WHAT IS NEEDED: Present all of the material below as a Markdown table with the columns "No." and "Line." Give each line its own numbered row and leave out blank lines.

— start of DATA TO USE —

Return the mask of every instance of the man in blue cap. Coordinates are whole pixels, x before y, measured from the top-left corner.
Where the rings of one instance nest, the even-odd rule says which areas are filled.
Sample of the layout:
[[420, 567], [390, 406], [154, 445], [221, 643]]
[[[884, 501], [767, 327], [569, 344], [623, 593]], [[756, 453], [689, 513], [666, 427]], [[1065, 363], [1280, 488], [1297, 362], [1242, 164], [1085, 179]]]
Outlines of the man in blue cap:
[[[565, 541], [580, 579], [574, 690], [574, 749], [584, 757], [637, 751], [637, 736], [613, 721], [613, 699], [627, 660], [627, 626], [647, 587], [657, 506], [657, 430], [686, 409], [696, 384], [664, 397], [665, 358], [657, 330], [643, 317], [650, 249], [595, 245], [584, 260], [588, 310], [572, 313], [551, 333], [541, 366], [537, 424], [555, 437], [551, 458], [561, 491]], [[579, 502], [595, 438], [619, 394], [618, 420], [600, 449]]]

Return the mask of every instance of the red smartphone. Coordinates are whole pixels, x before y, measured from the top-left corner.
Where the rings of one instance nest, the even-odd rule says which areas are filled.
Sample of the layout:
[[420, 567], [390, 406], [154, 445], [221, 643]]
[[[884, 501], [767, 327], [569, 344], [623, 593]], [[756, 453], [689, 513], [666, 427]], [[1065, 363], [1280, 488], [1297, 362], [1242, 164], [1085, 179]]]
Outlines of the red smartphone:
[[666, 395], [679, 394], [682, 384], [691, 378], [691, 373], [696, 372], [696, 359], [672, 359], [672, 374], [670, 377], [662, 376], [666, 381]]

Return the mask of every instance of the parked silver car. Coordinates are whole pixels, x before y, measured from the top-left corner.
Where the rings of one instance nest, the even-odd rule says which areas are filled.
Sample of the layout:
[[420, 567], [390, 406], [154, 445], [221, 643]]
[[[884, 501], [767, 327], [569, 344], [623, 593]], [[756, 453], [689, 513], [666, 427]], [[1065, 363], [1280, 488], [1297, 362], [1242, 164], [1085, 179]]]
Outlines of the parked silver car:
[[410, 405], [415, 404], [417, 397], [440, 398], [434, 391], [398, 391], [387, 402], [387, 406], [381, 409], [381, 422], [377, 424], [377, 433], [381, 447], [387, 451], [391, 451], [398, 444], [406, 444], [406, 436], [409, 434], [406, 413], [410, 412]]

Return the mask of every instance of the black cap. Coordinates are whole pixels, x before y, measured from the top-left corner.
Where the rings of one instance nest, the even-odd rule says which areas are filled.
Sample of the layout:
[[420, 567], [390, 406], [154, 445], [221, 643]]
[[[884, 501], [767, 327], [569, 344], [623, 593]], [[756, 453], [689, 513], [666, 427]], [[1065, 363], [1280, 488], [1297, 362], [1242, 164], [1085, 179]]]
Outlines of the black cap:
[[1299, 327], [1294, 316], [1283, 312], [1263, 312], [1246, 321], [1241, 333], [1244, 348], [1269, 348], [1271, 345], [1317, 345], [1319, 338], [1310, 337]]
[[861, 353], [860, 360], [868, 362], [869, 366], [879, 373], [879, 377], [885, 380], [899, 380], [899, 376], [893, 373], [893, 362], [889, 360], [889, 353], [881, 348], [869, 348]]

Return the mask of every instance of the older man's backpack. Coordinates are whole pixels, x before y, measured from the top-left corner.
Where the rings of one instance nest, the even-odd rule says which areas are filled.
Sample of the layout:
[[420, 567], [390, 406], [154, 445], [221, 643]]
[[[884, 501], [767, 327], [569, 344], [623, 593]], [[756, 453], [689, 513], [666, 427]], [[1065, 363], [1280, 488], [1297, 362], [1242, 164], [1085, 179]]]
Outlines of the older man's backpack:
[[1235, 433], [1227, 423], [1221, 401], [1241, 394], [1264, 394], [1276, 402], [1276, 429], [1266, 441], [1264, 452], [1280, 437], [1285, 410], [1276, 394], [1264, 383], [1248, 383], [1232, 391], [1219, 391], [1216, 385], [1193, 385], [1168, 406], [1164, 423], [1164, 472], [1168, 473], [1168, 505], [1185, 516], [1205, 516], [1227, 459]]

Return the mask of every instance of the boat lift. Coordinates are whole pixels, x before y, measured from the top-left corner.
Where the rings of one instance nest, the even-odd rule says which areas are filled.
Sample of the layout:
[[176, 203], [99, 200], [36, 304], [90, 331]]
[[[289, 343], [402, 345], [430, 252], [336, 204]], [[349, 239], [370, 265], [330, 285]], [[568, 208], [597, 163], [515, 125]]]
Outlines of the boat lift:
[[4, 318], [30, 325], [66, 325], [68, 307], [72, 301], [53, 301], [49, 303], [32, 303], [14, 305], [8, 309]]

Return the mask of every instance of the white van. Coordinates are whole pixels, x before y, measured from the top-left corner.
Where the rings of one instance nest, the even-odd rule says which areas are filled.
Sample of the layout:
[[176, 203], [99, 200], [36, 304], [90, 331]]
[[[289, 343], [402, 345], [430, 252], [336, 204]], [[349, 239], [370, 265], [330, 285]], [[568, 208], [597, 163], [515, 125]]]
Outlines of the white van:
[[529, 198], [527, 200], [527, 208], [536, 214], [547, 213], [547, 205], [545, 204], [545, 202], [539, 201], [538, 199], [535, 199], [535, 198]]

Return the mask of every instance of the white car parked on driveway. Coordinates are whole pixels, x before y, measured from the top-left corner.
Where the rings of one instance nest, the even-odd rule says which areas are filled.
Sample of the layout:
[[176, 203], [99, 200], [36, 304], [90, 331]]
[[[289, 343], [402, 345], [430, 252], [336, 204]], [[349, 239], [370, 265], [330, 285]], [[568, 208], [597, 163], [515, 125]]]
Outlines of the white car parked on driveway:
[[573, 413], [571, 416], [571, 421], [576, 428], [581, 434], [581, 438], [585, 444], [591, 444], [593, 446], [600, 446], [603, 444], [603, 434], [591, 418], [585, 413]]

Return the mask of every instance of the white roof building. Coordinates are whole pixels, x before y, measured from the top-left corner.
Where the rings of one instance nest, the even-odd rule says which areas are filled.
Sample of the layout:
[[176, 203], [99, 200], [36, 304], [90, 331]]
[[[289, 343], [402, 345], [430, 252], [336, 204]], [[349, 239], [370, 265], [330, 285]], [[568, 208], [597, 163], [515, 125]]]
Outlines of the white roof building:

— end of DATA TO USE —

FINISHED EXERCISE:
| No. | Line |
|---|---|
| 1 | Return the mask of every instance of the man in blue cap. Coordinates are whole pixels, x before y, measured from the top-left corner. |
| 2 | Where the rings of one instance nest, the even-odd rule says which areas are filled. |
| 3 | Sample of the layout: |
| 4 | [[420, 567], [390, 406], [154, 445], [221, 643]] |
| 5 | [[[884, 501], [767, 327], [569, 344], [623, 593]], [[756, 453], [689, 513], [666, 427]], [[1065, 363], [1280, 488], [1297, 362], [1242, 164], [1085, 179]]] |
| 6 | Outlines of the man in blue cap: |
| 7 | [[[565, 541], [580, 579], [574, 690], [574, 749], [584, 757], [637, 751], [637, 736], [613, 721], [613, 699], [627, 660], [627, 626], [647, 587], [657, 506], [657, 430], [686, 409], [696, 384], [664, 397], [665, 358], [657, 330], [643, 317], [650, 249], [595, 245], [584, 260], [588, 310], [572, 313], [551, 333], [541, 366], [537, 424], [555, 437], [551, 458], [561, 491]], [[579, 502], [595, 438], [619, 394], [618, 420], [600, 449]]] |
| 8 | Return the mask of every instance of the red smartphone. Coordinates are whole pixels, x before y, measured from the top-left corner. |
| 9 | Where the rings of one instance nest, the even-odd rule says which areas are filled. |
| 10 | Sample of the layout: |
| 11 | [[420, 567], [390, 406], [154, 445], [221, 643]] |
| 12 | [[[884, 501], [767, 327], [569, 344], [623, 593]], [[756, 453], [689, 513], [666, 427]], [[1065, 363], [1280, 488], [1297, 362], [1242, 164], [1085, 179]]] |
| 13 | Outlines of the red smartphone: |
| 14 | [[666, 395], [679, 394], [682, 384], [691, 378], [691, 373], [696, 372], [696, 359], [672, 359], [672, 374], [670, 377], [662, 376], [666, 381]] |
| 15 | Return the mask of every instance of the parked silver car. Coordinates are whole pixels, x before y, measured from the top-left corner. |
| 16 | Where the rings of one instance nest, the even-odd rule says which areas are filled. |
| 17 | Sample of the layout: |
| 18 | [[420, 567], [390, 406], [154, 445], [221, 643]] |
| 19 | [[[884, 501], [767, 327], [569, 344], [623, 593]], [[756, 453], [689, 513], [666, 427]], [[1065, 363], [1280, 488], [1297, 362], [1242, 164], [1085, 179]]] |
| 20 | Outlines of the parked silver car: |
| 21 | [[410, 405], [415, 404], [417, 397], [440, 398], [434, 391], [398, 391], [387, 402], [387, 406], [381, 409], [381, 422], [377, 424], [377, 433], [381, 447], [387, 451], [391, 451], [398, 444], [406, 444], [406, 436], [409, 434], [406, 413], [410, 412]] |
| 22 | Return the mask of every instance of the black cap. Coordinates are whole pixels, x before y, measured from the top-left corner. |
| 23 | Where the rings of one instance nest, the even-odd rule says which areas are filled. |
| 24 | Sample of the layout: |
| 25 | [[420, 567], [390, 406], [154, 445], [221, 643]] |
| 26 | [[[884, 501], [767, 327], [569, 344], [623, 593]], [[756, 453], [689, 513], [666, 427]], [[1065, 363], [1280, 488], [1297, 362], [1242, 164], [1085, 179]]] |
| 27 | Outlines of the black cap: |
| 28 | [[1299, 327], [1294, 316], [1283, 312], [1263, 312], [1246, 321], [1241, 333], [1244, 348], [1269, 348], [1271, 345], [1317, 345], [1319, 338], [1310, 337]] |
| 29 | [[861, 353], [860, 360], [868, 362], [869, 366], [879, 373], [879, 377], [885, 380], [899, 380], [899, 376], [893, 373], [893, 362], [889, 360], [889, 353], [881, 348], [869, 348]] |
| 30 | Return the mask of every instance of the older man's backpack. Coordinates are whole pixels, x before y, measured from the top-left corner. |
| 31 | Where the rings of one instance nest, the even-odd rule says which areas are filled. |
| 32 | Sample of the layout: |
| 33 | [[420, 567], [390, 406], [154, 445], [221, 643]] |
| 34 | [[[884, 501], [767, 327], [569, 344], [623, 593]], [[756, 453], [689, 513], [666, 427]], [[1065, 363], [1280, 488], [1297, 362], [1242, 164], [1085, 179]]] |
| 35 | Outlines of the older man's backpack: |
| 36 | [[1235, 433], [1227, 423], [1221, 401], [1241, 394], [1264, 394], [1276, 402], [1276, 429], [1266, 441], [1264, 452], [1280, 437], [1285, 410], [1276, 394], [1264, 383], [1248, 383], [1232, 391], [1219, 391], [1216, 385], [1193, 385], [1168, 406], [1164, 423], [1164, 472], [1168, 473], [1168, 505], [1185, 516], [1205, 516], [1227, 459]] |
| 37 | Return the mask of every instance of the boat lift. Coordinates are whole pixels, x before y, measured from the top-left corner. |
| 38 | Where the rings of one instance nest, the even-odd rule says which areas are filled. |
| 39 | Sample of the layout: |
| 40 | [[176, 203], [99, 200], [36, 304], [90, 331]] |
| 41 | [[[289, 343], [402, 345], [430, 252], [336, 204]], [[349, 239], [370, 265], [330, 285]], [[568, 208], [597, 163], [515, 125]]] |
| 42 | Outlines of the boat lift: |
| 43 | [[4, 318], [30, 325], [66, 325], [68, 307], [72, 301], [53, 301], [49, 303], [32, 303], [14, 305], [8, 309]] |
| 44 | Return the mask of every instance of the white van. Coordinates are whole pixels, x before y, measured from the top-left corner. |
| 45 | Where the rings of one instance nest, the even-odd rule says which areas are filled. |
| 46 | Sample of the layout: |
| 47 | [[176, 203], [99, 200], [36, 304], [90, 331]] |
| 48 | [[[289, 343], [402, 345], [430, 252], [336, 204]], [[349, 239], [370, 265], [330, 285]], [[568, 208], [597, 163], [515, 125]]] |
| 49 | Outlines of the white van: |
| 50 | [[529, 198], [527, 200], [527, 208], [536, 214], [547, 213], [547, 205], [545, 204], [545, 202], [539, 201], [538, 199], [535, 199], [535, 198]] |
| 51 | Return the mask of every instance of the white car parked on driveway. Coordinates are whole pixels, x before y, measured from the top-left corner. |
| 52 | Where the rings of one instance nest, the even-odd rule says which areas are filled. |
| 53 | Sample of the layout: |
| 54 | [[176, 203], [99, 200], [36, 304], [90, 331]] |
| 55 | [[[289, 343], [402, 345], [430, 252], [336, 204]], [[349, 239], [370, 265], [330, 285]], [[568, 208], [597, 163], [515, 125]]] |
| 56 | Outlines of the white car parked on driveway: |
| 57 | [[573, 413], [571, 416], [571, 421], [576, 428], [581, 434], [581, 438], [585, 444], [591, 444], [593, 446], [600, 446], [603, 444], [603, 434], [591, 418], [585, 413]] |
| 58 | Return the mask of every instance of the white roof building. Coordinates are whole pixels, x before y, measured from the top-left corner. |
| 59 | Where the rings of one instance nest, the even-odd rule says which areas are filled. |
| 60 | Sample of the layout: |
| 61 | [[176, 203], [99, 200], [36, 304], [90, 331]] |
| 62 | [[[289, 343], [402, 345], [430, 252], [336, 204]], [[349, 239], [370, 265], [330, 285]], [[568, 208], [597, 163], [515, 125]]] |
| 63 | Outlines of the white roof building: |